--- To do ---
Reproduce the data below word for word, starting at the line that contains "Running a retail shelf audit. Please mark the pickup" and continuing through the final line of the data.

[Records of labeled boxes]
☆ ☆ ☆ ☆ ☆ ☆ ☆

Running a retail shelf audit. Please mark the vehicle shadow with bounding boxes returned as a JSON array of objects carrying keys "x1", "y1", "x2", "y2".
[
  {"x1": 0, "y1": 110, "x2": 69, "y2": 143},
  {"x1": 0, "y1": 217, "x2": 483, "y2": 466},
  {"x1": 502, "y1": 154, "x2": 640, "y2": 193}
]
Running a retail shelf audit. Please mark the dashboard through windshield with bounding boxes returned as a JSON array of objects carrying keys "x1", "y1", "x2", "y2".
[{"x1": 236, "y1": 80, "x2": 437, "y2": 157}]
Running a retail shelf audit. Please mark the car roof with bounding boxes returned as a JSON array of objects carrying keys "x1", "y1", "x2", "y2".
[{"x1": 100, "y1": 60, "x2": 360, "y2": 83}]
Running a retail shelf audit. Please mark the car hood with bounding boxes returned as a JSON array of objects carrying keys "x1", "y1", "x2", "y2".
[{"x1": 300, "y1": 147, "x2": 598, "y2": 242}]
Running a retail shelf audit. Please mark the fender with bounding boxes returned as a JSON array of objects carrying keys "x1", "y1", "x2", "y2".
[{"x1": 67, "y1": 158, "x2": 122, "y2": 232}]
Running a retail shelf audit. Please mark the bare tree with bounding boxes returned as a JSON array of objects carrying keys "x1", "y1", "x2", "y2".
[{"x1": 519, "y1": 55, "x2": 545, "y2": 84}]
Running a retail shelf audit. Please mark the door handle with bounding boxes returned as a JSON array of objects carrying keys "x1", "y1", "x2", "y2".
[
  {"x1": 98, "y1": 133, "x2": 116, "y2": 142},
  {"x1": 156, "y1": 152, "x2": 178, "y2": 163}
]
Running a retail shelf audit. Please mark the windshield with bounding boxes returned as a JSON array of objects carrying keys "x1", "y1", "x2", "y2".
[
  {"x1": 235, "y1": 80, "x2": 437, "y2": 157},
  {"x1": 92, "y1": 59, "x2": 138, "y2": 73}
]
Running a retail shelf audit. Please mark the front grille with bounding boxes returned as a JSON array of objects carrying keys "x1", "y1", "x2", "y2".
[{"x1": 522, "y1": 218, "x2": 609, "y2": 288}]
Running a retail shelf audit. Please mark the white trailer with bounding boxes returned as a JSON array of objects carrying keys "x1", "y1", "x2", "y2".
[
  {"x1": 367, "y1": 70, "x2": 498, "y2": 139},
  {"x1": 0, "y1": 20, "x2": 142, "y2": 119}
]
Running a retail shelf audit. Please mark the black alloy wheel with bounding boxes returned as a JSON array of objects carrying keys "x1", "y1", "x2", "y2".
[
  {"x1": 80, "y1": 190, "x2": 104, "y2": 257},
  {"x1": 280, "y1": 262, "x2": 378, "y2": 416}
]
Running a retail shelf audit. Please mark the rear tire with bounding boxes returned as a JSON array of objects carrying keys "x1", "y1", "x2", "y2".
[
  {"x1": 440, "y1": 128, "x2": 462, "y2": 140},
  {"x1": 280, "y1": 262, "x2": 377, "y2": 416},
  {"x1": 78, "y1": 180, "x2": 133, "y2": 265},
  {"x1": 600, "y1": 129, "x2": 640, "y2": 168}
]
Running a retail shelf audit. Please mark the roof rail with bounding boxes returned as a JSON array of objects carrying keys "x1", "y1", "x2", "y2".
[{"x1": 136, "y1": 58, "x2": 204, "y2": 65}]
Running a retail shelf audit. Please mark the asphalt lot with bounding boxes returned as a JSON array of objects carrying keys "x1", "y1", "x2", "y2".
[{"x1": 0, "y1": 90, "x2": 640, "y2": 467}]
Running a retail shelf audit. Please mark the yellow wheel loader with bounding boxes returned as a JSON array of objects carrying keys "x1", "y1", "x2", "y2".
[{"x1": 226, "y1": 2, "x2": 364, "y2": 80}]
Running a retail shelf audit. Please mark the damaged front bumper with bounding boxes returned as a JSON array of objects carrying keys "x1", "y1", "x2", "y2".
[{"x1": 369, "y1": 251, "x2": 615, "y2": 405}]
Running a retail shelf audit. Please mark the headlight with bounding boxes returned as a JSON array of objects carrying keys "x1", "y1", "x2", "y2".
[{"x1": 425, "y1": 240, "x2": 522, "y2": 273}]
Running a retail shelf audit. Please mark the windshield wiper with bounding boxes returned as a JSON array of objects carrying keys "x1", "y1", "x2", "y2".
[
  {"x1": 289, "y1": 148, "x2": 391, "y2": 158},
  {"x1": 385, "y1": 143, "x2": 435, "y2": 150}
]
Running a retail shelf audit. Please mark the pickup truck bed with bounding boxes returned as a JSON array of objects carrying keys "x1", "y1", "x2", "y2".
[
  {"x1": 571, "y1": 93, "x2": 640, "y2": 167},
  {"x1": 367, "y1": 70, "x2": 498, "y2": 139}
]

☆ ☆ ☆ ☆ ☆ ☆ ☆

--- Written answer ---
Running a retail shelf audit. Please mark the pickup truck bed with bounding boxes returned as a JSON array of objects carrying keys "x1", "y1", "x2", "y2".
[
  {"x1": 571, "y1": 93, "x2": 640, "y2": 167},
  {"x1": 367, "y1": 70, "x2": 498, "y2": 139}
]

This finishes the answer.